### Required tasks
**A)** In the Inside Out 2 article, who directed the film?
**B)** Reproduce the passage of the Inside Out 2 article from "Inside Your Head" up to and including "All Rights Reserved.".
**C)** List the emotions that the Inside Out 2 article names as the ensemble cast from the first film.

-- start Given text --

Inside Your Head and Out of Your Mind: A Look at the Creative Process Behind Pixar’s INSIDE OUT 2

BELIEF SYSTEM – In Disney and Pixar’s “Inside Out 2,” Riley’s Sense of Self is made up of all of her beliefs, each of which can be heard with the pluck of a string. Sadness (voice of Phyllis Smith) and Joy (voice of Amy Poehler) deliver key memories to this formative land. “Inside Out 2” releases only in theaters June 14, 2024. © 2024 Disney/Pixar. All Rights Reserved.

A sequel to Pixar’s 2015 box office hit, Inside Out 2 brings viewers back inside the mind of the film’s protagonist, Riley, as she begins a daunting new adventure: adolescence. Joining the ensemble cast of emotions from the first film—Joy, Sadness, Anger, Fear, and Disgust—are a host of new complex feelings and burgeoning beliefs to help guide her through this new stage in life. Boxoffice Pro spoke with Inside Out 2 director Kelsey Mann, a longtime creative leader at Pixar, about the process of bringing this new film to life.

What was your first impression of the original Inside Out while it was in production?

-- end Given text --
-- start Source material --

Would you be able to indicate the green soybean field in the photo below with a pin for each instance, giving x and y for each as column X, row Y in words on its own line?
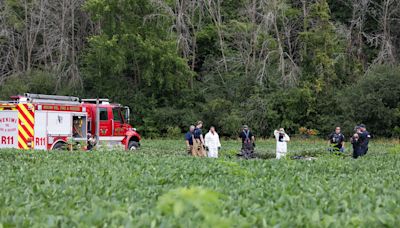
column 161, row 186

-- end Source material --

### Answer set
**A)** Kelsey Mann

**B)**
Inside Your Head and Out of Your Mind: A Look at the Creative Process Behind Pixar’s INSIDE OUT 2

BELIEF SYSTEM – In Disney and Pixar’s “Inside Out 2,” Riley’s Sense of Self is made up of all of her beliefs, each of which can be heard with the pluck of a string. Sadness (voice of Phyllis Smith) and Joy (voice of Amy Poehler) deliver key memories to this formative land. “Inside Out 2” releases only in theaters June 14, 2024. © 2024 Disney/Pixar. All Rights Reserved.

**C)** Joy, Sadness, Anger, Fear, and Disgust